Oct. 26, 1990— Not merely in declining health but something worse for him—growing irrelevancy—longtime CBS chair, philanthropist and socialite William S. Paley died at age 89 of kidney failure in New York City.
For nearly six decades, this son of a Jewish cigar-maker was the broadcasting equivalent of the 19th-century robber
barons: leveraging an initially small operation into a multi-unit empire, charming
when he could get his way easily and ruthless when he couldn’t, then late in
life lavishing cultural institutions with sizable donations that burnished his
reputation (in his case, money given to the Museum of Modern Art and the Museum
of Broadcasting, renamed the Paley Center for Media in his honor).
With an assist from his father, Paley assumed control
of CBS in 1928. Contrary to the myth he created, he did not initially see the value
of the financially ailing radio stations he was buying, but had to be persuaded
to make the transaction. Two decades later, the same pattern of coming around
reluctantly to a new medium repeated itself when he had to be convinced that TV
would not threaten his radio interests but complement them.
........
• Problem set:
A: According to the profile of William S. Paley, in what ways did he resemble the 19th-century robber barons? Answer in one to three sentences.
B: Pick up the profile of William S. Paley after its last sentence and carry it forward.

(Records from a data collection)
........
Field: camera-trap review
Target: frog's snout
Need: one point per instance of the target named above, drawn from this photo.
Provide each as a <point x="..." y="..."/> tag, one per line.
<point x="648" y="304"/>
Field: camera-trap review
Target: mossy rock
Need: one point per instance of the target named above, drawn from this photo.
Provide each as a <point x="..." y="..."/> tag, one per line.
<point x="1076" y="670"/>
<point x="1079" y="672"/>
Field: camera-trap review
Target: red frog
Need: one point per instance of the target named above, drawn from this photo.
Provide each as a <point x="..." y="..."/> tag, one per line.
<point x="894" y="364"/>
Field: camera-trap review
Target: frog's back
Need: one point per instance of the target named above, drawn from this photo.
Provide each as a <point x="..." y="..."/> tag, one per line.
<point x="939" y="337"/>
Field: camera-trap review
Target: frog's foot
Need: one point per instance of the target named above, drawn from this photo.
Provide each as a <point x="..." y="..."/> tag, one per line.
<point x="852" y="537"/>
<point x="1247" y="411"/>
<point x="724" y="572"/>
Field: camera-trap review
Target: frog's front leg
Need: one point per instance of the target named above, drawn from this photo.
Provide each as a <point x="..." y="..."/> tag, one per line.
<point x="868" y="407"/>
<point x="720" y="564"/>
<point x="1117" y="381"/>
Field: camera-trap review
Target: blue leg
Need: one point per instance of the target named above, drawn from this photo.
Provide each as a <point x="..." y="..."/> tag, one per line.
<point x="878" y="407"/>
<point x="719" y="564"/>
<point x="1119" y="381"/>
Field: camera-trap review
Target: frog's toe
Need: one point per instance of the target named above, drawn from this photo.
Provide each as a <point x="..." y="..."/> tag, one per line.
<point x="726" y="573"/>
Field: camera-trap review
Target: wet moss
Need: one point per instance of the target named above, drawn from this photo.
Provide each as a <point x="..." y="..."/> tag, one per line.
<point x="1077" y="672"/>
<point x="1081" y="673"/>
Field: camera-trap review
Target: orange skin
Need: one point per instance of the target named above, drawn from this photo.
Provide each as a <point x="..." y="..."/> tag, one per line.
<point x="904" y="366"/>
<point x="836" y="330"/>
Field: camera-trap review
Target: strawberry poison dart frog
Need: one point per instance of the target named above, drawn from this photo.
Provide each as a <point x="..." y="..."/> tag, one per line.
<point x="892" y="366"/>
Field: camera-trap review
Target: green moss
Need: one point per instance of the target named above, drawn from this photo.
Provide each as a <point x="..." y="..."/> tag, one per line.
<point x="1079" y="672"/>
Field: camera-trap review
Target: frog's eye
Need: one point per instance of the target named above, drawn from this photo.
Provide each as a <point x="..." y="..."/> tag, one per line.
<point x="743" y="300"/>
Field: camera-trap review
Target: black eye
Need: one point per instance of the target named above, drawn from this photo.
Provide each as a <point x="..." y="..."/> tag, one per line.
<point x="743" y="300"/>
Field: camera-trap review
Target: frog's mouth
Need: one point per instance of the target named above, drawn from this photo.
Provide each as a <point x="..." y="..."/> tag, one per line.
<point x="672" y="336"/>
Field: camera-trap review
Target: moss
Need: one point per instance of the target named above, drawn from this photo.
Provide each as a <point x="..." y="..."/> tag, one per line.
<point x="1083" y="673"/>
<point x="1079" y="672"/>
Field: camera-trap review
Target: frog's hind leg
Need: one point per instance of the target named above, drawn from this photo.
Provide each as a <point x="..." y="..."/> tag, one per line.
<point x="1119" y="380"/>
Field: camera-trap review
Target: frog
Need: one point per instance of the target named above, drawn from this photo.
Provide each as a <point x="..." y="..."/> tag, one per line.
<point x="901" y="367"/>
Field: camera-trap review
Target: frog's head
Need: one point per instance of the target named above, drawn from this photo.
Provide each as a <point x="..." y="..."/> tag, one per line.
........
• Set of answers:
A: Like the robber barons, Paley built an initially small operation into a multi-unit empire. He was charming when he could get his way easily and ruthless when he couldn't. Late in life he gave sizable donations to cultural institutions, such as the Museum of Modern Art and the Museum of Broadcasting, which burnished his reputation.

B:
In terms of vision, Paley was no match for RCA/NBC
archrival David Sarnoff, who as early as 1916 had predicted in a memo
that music, news, sports, and even lectures would be someday be broadcast
through "radio music boxes." But NBC’s “General” inadequately
defended his network against Paley’s 1950 “talent raids” that brought Jack
Benny, Amos 'n' Andy, Edgar Bergen, Red Skelton, and Burns and Allen over to
CBS.
Paley built his empire through charisma yet maintained
it through caprice. He responded to the passionate advocacy of talented figures
but could also leave them so guessing about his intentions that he alienated
them. One example was newsman Edward R. Murrow, who became a CBS star
with his reports from London early in WWII but left the network over its
wavering commitment to the news.
Murrow’s was just case of someone who enjoyed the media
mogul’s warm companionship only to see him turn cold. Another such figure was In
Cold Blood writer Truman Capote, who would not only enjoy holidays
abroad with Paley and his second wife, the glamorous socialite Barbara or “Babe,”
but once even had them once transport his beloved bulldog to Europe on their private
jet, according to an interview with Kansas FBI agent included in George Plimpton’s
1997 oral biography, Truman Capote.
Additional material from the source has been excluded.